**EXERCISE**: From the listing below, copy only the lines running from the line that contains "column 47, row 39" to the line that contains "column 98, row 62", both included.

**DATA SUPPLIED**:
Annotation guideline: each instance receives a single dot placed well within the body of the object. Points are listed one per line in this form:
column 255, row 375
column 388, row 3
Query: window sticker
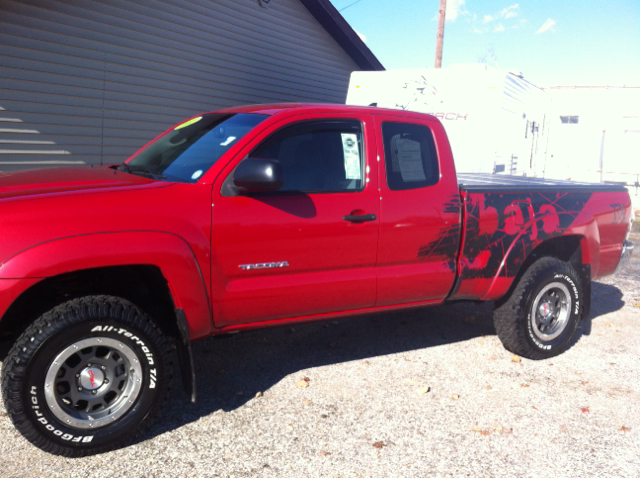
column 188, row 122
column 409, row 160
column 351, row 156
column 228, row 141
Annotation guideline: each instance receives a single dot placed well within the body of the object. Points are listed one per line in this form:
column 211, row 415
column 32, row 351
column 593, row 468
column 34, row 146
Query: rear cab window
column 317, row 156
column 410, row 155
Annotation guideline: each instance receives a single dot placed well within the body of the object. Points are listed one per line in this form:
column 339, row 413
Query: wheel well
column 565, row 248
column 143, row 285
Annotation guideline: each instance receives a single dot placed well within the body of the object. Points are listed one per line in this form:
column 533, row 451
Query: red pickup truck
column 267, row 215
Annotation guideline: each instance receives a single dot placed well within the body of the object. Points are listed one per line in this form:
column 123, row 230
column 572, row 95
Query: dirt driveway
column 425, row 392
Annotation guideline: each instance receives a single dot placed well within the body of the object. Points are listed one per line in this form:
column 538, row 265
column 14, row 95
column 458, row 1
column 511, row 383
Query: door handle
column 359, row 218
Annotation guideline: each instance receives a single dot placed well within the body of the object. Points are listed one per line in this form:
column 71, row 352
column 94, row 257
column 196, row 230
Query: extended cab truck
column 266, row 215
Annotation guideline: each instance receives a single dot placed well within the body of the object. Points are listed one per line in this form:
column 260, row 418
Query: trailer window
column 410, row 155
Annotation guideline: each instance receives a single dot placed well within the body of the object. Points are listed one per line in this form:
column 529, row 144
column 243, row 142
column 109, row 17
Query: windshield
column 188, row 150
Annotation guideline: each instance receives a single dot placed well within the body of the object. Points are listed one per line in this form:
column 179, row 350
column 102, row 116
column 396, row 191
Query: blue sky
column 559, row 42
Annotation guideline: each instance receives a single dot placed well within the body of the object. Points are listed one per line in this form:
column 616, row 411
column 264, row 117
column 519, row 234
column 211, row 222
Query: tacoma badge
column 274, row 264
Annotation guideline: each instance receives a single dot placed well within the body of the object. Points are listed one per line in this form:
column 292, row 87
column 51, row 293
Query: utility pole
column 440, row 35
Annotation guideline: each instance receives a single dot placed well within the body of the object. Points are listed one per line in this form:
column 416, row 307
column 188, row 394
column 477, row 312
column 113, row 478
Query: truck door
column 419, row 211
column 310, row 247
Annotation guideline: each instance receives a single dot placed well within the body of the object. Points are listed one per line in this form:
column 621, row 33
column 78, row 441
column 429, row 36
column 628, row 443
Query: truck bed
column 484, row 182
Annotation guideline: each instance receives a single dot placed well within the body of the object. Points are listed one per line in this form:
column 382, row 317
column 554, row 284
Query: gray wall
column 88, row 81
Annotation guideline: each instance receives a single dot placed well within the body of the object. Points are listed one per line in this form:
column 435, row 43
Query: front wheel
column 540, row 316
column 86, row 377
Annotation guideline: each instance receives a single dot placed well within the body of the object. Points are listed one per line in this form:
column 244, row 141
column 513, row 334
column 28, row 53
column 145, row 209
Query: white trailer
column 497, row 122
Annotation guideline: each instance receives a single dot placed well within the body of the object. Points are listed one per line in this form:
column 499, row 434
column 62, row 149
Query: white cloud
column 455, row 8
column 549, row 23
column 505, row 15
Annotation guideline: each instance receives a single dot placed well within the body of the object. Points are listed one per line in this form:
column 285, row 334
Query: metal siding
column 88, row 81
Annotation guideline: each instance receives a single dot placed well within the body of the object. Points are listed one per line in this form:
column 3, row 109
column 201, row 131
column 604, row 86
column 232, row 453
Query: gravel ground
column 423, row 392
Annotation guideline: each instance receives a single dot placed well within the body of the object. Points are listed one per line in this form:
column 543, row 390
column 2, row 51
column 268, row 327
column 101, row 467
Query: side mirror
column 258, row 175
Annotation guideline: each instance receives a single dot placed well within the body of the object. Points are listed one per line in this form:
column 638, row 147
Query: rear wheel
column 540, row 317
column 86, row 377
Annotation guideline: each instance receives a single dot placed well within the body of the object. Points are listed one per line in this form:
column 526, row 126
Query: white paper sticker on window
column 410, row 160
column 351, row 156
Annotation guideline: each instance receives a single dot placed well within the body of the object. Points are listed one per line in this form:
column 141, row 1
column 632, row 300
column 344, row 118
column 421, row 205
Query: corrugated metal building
column 84, row 81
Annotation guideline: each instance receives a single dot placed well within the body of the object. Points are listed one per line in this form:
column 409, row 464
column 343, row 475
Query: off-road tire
column 515, row 318
column 82, row 321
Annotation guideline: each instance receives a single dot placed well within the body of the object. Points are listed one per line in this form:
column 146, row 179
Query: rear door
column 310, row 247
column 419, row 211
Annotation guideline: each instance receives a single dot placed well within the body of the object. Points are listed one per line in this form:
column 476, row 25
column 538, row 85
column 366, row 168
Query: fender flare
column 584, row 227
column 167, row 251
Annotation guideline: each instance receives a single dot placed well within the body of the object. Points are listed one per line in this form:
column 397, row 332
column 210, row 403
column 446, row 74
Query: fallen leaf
column 302, row 382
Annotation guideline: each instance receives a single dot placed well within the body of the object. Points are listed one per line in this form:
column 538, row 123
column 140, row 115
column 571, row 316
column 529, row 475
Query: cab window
column 317, row 156
column 409, row 155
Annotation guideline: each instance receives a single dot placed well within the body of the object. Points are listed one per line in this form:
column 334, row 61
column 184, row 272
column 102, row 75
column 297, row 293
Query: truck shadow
column 232, row 369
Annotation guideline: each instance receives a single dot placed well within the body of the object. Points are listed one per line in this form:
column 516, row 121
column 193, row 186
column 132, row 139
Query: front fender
column 584, row 227
column 169, row 252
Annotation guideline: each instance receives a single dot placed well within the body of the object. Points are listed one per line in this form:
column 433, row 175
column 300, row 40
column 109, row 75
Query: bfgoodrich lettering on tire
column 540, row 317
column 86, row 377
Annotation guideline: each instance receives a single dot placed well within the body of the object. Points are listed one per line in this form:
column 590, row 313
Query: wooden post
column 440, row 34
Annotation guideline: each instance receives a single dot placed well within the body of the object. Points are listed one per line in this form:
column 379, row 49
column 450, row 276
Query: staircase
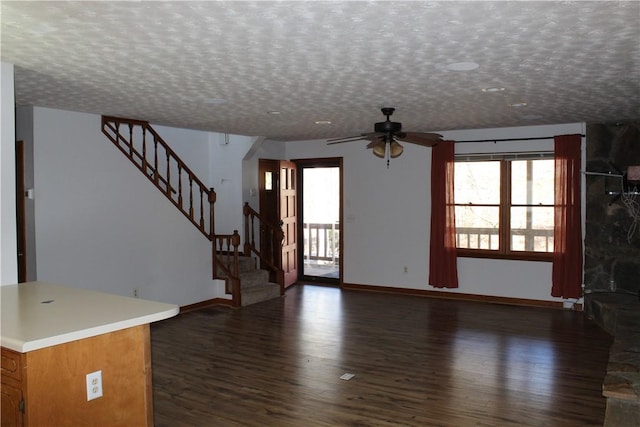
column 245, row 282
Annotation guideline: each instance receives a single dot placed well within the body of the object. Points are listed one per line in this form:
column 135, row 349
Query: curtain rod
column 510, row 139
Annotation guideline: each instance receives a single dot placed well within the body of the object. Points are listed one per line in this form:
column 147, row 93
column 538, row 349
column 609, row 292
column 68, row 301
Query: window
column 504, row 206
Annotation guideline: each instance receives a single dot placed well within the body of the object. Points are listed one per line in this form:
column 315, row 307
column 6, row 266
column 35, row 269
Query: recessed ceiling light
column 462, row 66
column 493, row 89
column 215, row 101
column 532, row 117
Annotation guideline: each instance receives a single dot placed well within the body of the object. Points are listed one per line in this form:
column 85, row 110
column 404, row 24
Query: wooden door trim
column 21, row 209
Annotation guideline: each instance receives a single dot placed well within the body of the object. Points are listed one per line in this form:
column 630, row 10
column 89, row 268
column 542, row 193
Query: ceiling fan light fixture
column 379, row 150
column 395, row 149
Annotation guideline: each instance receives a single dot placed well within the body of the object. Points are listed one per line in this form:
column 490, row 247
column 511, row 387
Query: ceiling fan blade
column 419, row 138
column 365, row 136
column 375, row 142
column 379, row 147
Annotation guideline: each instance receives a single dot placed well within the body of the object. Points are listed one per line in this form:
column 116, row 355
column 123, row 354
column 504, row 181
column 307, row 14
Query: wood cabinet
column 47, row 387
column 12, row 409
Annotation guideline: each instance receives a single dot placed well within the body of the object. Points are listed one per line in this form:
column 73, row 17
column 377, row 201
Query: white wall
column 101, row 225
column 226, row 178
column 387, row 214
column 8, row 233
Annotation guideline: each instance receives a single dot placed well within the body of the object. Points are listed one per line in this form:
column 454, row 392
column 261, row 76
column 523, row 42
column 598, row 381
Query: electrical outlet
column 94, row 385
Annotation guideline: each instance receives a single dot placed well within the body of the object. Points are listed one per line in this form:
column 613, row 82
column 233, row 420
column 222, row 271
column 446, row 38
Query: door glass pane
column 268, row 181
column 321, row 227
column 532, row 229
column 477, row 227
column 532, row 182
column 477, row 182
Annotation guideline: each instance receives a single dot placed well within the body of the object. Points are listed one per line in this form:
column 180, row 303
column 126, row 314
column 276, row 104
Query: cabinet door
column 12, row 415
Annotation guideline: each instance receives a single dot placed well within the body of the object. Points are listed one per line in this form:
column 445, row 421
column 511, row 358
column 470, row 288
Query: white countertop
column 36, row 315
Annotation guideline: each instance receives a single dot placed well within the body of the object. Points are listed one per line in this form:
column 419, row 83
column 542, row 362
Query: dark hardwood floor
column 417, row 362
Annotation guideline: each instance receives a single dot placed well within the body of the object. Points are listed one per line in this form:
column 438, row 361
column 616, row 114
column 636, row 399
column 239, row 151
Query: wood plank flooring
column 417, row 362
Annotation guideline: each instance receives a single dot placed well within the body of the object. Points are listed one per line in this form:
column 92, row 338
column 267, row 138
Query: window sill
column 525, row 256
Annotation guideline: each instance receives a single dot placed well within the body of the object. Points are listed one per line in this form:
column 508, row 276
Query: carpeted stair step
column 245, row 263
column 249, row 279
column 259, row 293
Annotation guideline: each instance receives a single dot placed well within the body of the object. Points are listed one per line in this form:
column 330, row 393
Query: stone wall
column 611, row 261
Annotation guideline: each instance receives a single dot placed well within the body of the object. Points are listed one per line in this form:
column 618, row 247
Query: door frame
column 311, row 163
column 21, row 209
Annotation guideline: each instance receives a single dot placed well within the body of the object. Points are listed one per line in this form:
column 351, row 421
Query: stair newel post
column 190, row 197
column 168, row 175
column 180, row 186
column 212, row 233
column 155, row 160
column 202, row 207
column 131, row 141
column 144, row 150
column 246, row 210
column 235, row 292
column 278, row 260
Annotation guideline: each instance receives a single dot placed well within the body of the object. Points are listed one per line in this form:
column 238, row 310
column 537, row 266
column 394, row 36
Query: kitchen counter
column 37, row 314
column 76, row 357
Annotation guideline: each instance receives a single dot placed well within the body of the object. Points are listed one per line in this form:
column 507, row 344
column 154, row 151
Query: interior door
column 278, row 205
column 268, row 173
column 288, row 218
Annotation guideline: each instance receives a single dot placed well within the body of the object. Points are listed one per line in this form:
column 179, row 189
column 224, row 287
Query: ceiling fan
column 390, row 133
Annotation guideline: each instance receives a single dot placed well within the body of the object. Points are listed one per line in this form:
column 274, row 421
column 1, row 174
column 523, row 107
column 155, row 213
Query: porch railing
column 321, row 241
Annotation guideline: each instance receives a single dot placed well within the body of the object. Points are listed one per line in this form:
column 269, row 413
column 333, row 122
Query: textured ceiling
column 172, row 62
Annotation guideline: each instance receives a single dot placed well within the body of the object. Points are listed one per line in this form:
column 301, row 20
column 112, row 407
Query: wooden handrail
column 163, row 167
column 146, row 149
column 269, row 237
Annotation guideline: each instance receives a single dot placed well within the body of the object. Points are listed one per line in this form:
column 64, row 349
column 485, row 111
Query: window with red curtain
column 443, row 269
column 567, row 254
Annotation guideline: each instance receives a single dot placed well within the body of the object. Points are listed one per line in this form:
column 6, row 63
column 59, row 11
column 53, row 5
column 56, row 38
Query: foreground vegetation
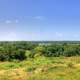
column 42, row 68
column 22, row 50
column 23, row 60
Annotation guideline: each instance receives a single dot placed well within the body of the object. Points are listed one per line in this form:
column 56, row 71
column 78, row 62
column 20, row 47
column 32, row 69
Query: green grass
column 42, row 68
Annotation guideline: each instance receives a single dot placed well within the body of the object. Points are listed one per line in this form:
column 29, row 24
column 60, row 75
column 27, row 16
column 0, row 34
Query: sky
column 33, row 20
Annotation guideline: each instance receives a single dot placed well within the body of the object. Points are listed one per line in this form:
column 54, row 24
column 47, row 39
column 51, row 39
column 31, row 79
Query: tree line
column 21, row 50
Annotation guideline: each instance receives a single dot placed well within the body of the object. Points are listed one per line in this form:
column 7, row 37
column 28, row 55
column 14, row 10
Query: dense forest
column 21, row 50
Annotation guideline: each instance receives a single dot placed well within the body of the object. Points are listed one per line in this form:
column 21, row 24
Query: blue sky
column 39, row 20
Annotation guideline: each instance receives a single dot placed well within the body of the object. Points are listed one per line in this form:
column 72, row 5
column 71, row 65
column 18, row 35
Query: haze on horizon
column 39, row 20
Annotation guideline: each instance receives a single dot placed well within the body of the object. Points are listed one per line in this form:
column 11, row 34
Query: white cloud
column 16, row 21
column 11, row 21
column 58, row 34
column 76, row 36
column 11, row 36
column 38, row 17
column 8, row 21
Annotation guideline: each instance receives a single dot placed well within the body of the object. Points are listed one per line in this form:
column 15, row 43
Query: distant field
column 42, row 68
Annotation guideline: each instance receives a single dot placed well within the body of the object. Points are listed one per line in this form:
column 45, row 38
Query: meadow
column 41, row 68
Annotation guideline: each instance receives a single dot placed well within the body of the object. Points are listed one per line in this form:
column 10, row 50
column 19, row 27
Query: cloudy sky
column 39, row 20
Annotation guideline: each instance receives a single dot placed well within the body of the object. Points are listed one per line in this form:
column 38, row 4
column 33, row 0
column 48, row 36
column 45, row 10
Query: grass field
column 42, row 68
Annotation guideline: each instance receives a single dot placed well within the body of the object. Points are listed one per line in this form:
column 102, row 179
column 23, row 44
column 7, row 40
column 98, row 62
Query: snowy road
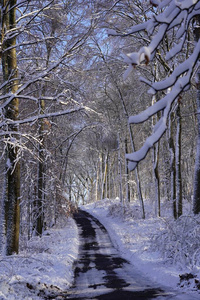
column 101, row 273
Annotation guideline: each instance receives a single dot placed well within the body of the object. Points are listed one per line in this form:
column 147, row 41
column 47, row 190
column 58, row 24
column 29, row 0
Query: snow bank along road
column 100, row 273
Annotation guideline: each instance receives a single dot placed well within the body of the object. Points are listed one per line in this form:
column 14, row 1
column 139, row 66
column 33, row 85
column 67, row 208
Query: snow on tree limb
column 178, row 15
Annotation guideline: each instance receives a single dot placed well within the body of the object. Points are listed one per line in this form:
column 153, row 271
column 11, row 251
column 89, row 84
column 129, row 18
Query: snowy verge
column 45, row 266
column 135, row 238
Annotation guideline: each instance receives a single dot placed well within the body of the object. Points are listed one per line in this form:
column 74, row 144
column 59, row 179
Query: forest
column 99, row 100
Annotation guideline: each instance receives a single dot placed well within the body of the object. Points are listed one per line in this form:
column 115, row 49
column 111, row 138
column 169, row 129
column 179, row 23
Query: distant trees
column 168, row 16
column 38, row 52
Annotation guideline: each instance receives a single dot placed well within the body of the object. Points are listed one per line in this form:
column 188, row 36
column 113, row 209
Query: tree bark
column 179, row 200
column 196, row 196
column 9, row 67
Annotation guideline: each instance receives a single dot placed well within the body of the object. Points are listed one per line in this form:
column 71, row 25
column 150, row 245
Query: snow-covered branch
column 45, row 116
column 175, row 15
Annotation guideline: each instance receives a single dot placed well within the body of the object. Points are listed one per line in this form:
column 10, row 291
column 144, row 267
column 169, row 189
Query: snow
column 45, row 265
column 135, row 238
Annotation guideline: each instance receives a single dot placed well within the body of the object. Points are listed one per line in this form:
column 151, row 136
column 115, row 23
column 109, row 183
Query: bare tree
column 170, row 15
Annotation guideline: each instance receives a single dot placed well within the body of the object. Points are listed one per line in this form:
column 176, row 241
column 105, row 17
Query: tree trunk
column 157, row 178
column 9, row 67
column 179, row 200
column 41, row 177
column 196, row 197
column 128, row 194
column 172, row 167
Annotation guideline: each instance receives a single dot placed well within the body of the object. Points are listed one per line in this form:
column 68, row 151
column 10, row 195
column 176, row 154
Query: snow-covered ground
column 45, row 266
column 142, row 243
column 155, row 246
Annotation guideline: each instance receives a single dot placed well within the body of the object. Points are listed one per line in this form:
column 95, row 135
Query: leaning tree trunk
column 41, row 178
column 172, row 166
column 196, row 197
column 9, row 68
column 179, row 199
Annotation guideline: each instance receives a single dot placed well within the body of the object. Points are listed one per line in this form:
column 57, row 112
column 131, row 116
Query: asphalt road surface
column 100, row 272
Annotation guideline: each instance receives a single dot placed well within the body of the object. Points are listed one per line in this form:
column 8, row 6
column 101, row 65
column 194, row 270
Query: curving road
column 100, row 272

**EXERCISE RESPONSE**:
column 47, row 39
column 51, row 39
column 31, row 79
Query: tree line
column 21, row 50
Annotation guideline: each instance receives a single dot placed well within the body of the object. Points are listed one per line in this form:
column 7, row 37
column 28, row 55
column 14, row 10
Query: dense forest
column 21, row 50
Annotation guideline: each instance receives a single dot placed well within the body of the object. Points are listed one per line in this form:
column 21, row 24
Query: blue sky
column 39, row 20
Annotation guideline: each instance receives a single dot placed well within the body of the object. Points are listed one per line in this form:
column 72, row 5
column 71, row 65
column 18, row 35
Query: haze on horizon
column 39, row 20
Annotation guideline: each instance receives a single dot placed well within the body of the object. Points are listed one per line in this form:
column 11, row 34
Query: white cloud
column 16, row 21
column 11, row 21
column 58, row 34
column 76, row 36
column 11, row 36
column 38, row 17
column 8, row 21
Annotation guideline: each instance receives a single dot placed well within the body of the object. Points are listed one per line in this form:
column 15, row 43
Query: distant field
column 42, row 68
Annotation guideline: each instance receives a single dot placed well within the body of the object. Points are listed one per line in this form:
column 45, row 38
Query: meadow
column 41, row 68
Annotation guideline: each instance receives a single dot placed well within the body of the object. Points are listed one per line in this form:
column 10, row 50
column 19, row 27
Query: cloudy sky
column 39, row 20
Annotation guideline: each instance receives a single dot placed well within the body of the object. Points are listed one per line in this form:
column 38, row 4
column 33, row 0
column 48, row 36
column 45, row 10
Query: grass field
column 42, row 68
Annotation guideline: each instance receives a single dot placed well within the body of the object. Points are listed one per line in this form:
column 102, row 179
column 23, row 44
column 7, row 40
column 98, row 62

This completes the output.